What you are asked to do:
Reproduce each of the following entries character for character, without changing, adding, or leaving out anything.

Dataset extract:
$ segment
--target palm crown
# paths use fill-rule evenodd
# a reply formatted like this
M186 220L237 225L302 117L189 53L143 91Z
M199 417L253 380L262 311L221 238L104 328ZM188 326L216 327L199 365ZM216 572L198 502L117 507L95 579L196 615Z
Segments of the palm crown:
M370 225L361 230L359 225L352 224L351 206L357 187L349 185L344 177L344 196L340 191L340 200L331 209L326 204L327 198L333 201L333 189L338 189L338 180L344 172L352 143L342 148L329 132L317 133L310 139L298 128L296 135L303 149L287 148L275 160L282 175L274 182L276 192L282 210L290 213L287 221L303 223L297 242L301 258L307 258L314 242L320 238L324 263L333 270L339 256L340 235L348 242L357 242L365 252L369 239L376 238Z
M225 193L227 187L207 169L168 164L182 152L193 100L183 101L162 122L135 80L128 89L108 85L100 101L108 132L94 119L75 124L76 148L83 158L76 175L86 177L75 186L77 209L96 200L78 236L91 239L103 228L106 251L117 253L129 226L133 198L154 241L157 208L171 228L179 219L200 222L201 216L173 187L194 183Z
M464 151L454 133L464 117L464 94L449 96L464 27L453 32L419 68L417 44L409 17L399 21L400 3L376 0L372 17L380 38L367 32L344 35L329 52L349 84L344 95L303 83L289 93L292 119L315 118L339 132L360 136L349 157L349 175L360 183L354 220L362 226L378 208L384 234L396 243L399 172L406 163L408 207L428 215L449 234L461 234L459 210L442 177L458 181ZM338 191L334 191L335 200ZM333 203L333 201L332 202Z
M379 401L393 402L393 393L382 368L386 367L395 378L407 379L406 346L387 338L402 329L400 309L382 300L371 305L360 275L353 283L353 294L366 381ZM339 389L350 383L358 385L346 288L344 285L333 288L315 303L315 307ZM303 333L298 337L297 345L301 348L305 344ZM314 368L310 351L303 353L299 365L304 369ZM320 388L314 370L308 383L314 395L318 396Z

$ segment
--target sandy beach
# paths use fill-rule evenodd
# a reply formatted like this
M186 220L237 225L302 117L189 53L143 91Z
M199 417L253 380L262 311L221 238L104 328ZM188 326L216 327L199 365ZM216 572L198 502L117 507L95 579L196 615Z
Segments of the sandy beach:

Response:
$ segment
--target palm crown
# paths use fill-rule evenodd
# a reply formatted like this
M186 220L237 225L302 117L189 53L143 91Z
M199 417L253 380L262 311L221 238L104 328ZM188 326L216 327L199 365ZM216 572L198 502L117 507L95 579L196 615Z
Segments of the palm crown:
M370 225L361 230L359 225L352 224L351 206L357 187L349 185L344 177L344 196L340 191L340 200L331 209L326 204L327 198L333 201L333 189L338 189L338 180L344 172L352 143L342 148L329 132L317 133L310 139L298 128L296 135L303 149L287 148L275 160L282 175L274 182L276 192L282 210L290 213L287 221L303 223L297 242L301 258L307 258L314 242L320 238L324 263L333 270L339 256L340 235L348 242L357 242L365 252L369 239L376 238Z
M225 193L227 187L207 169L168 164L182 152L193 100L183 101L162 122L135 80L128 89L108 85L100 101L108 132L94 119L75 124L76 148L83 158L76 175L86 177L75 186L77 209L96 200L78 236L91 239L103 228L106 251L117 253L129 226L133 198L154 241L157 208L171 228L179 219L200 222L201 216L173 187L194 183Z
M464 151L454 133L464 117L464 94L449 96L464 27L453 32L419 68L417 44L409 17L399 21L400 3L376 0L372 17L380 38L367 32L344 35L329 52L349 84L344 95L303 83L289 93L292 119L315 118L339 132L360 136L349 157L349 175L360 183L354 220L362 226L378 208L384 234L396 243L399 172L406 163L408 207L428 215L449 234L461 234L459 210L442 177L458 181ZM338 191L334 191L335 200ZM333 203L333 201L332 202Z
M379 401L393 402L393 393L382 368L386 367L395 378L407 379L406 346L387 338L402 329L400 309L382 300L371 305L360 275L353 283L353 294L366 381ZM339 389L350 383L358 385L346 288L344 285L333 288L315 303L315 307ZM303 333L298 337L297 345L301 348L305 344ZM314 368L310 351L303 353L299 365L304 369ZM320 388L314 370L308 383L314 395L318 396Z

$ segment
--target sandy beach
# paths use fill-rule evenodd
# a reply formatted like this
M186 220L237 225L302 117L189 53L143 91Z
M199 417L253 380L262 311L221 238L104 328ZM188 326L216 327L199 365ZM216 572L198 502L117 507L95 579L196 615Z
Segments of the sandy beach:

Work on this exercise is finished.